After my parents divorced in the late 80’s, my mother, brother, and I spent the next decade moving in and out of numerous rental houses, condominiums, and apartments in my hometown. Our first rental house was located on the north edge of town, just south of an abandoned subdivision project. Because of the oil industry bust in the early 80’s, the planned expansion of my new neighborhood had stalled out, with only one house ever being even partially built.
The subdivision’s roads had been built, paved, and given street signs. Nearly pristine blacktop streets, laid out in a rough grid, criss-crossed five city blocks. Because they weren’t being used for anything other than a make out spot for teenagers late at night, the unpopulated city blocks made perfect bicycle race tracks on which to settle heated neighborhood rivalries between prepubescent boys desperately trying to evoke unquestioned machismo.

## Required work:
A - From the passage about the abandoned subdivision, translate this sentence into Spanish: "The subdivision’s roads had been built, paved, and given street signs."
B - According to the passage about the abandoned subdivision, what caused the planned expansion of the neighborhood to stall?

Location identification listing
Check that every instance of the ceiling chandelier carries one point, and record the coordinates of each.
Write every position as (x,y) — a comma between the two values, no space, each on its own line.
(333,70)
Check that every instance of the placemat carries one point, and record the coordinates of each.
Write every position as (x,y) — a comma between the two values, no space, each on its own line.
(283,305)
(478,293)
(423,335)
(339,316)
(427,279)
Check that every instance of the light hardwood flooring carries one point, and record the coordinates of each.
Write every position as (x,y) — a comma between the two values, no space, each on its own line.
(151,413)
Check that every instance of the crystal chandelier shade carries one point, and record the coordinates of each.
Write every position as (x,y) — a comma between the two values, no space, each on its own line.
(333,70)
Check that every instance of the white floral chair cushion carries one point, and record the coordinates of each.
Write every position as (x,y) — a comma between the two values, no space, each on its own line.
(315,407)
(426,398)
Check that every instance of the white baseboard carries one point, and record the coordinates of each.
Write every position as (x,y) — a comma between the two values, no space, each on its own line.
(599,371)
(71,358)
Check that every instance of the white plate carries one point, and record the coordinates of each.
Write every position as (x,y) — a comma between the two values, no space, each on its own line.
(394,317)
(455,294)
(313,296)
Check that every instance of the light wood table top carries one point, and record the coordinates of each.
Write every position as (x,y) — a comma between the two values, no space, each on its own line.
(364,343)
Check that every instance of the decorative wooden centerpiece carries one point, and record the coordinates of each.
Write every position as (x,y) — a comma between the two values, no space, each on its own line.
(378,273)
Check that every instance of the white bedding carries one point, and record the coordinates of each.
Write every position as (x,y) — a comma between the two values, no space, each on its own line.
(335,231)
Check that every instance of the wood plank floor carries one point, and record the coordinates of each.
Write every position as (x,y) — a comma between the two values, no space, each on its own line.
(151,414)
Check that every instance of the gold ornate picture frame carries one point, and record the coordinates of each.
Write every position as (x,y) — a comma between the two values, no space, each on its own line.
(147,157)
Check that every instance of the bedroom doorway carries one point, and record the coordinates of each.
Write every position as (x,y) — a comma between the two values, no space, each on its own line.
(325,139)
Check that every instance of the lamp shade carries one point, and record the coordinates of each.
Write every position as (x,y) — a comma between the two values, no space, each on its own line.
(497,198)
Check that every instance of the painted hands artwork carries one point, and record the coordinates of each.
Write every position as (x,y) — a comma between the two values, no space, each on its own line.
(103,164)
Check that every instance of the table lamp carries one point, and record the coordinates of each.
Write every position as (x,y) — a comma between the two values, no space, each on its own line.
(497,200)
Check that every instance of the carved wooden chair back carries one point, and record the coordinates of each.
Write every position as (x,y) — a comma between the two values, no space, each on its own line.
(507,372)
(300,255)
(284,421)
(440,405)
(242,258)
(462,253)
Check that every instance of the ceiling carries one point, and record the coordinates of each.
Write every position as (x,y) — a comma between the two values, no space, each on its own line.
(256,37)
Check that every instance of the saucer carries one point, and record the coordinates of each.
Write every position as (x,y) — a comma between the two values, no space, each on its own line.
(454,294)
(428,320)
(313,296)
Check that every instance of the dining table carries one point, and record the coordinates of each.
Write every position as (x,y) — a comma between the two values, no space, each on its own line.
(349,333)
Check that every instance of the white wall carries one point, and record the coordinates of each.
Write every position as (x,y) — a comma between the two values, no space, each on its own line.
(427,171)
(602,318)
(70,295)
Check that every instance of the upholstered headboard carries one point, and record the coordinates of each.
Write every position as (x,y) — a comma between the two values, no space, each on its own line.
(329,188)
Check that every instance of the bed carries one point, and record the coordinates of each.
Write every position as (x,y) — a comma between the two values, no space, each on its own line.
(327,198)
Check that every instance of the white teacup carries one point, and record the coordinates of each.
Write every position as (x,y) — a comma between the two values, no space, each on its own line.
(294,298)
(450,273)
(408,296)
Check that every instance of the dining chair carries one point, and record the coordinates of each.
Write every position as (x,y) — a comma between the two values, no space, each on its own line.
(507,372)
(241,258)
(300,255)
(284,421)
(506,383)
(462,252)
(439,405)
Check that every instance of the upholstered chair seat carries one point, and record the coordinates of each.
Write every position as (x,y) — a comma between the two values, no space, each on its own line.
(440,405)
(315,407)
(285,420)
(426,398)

## Exercise solutions:
A - Las calles de la urbanización habían sido construidas, pavimentadas y provistas de letreros.

B - The oil industry bust in the early 80’s.